COMPITO:
Indica quante righe dell'elenco sottostante contengono la stringa "Give". Scrivi soltanto il numero.

ELENCO:
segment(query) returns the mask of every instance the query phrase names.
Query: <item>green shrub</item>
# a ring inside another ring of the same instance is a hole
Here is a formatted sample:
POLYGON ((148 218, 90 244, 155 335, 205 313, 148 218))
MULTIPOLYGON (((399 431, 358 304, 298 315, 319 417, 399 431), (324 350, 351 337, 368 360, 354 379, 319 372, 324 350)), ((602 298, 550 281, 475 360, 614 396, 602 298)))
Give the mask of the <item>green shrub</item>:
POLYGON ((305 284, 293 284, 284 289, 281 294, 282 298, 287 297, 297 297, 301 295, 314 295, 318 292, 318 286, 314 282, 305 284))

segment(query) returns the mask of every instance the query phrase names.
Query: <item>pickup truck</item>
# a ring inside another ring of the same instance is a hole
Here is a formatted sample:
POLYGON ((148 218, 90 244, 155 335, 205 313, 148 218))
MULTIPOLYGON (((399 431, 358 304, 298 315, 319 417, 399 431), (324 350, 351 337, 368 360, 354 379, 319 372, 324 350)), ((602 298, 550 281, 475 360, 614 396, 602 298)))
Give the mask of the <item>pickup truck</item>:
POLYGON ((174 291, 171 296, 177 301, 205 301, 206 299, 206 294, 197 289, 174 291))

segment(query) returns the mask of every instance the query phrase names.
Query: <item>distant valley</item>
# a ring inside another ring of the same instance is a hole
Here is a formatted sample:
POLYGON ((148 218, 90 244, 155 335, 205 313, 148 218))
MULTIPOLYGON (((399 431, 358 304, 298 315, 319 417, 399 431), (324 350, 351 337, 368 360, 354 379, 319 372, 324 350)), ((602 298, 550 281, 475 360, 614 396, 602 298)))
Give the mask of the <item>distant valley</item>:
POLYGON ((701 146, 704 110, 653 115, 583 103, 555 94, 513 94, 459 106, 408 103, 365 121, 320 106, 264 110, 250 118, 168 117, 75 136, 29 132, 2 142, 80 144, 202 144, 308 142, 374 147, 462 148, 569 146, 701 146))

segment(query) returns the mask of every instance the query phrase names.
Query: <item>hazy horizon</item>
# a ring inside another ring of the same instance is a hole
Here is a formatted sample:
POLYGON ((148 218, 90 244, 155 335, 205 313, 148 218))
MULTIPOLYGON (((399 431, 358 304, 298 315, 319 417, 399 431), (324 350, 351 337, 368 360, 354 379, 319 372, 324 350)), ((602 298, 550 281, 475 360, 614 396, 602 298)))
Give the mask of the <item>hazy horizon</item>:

RISPOSTA:
4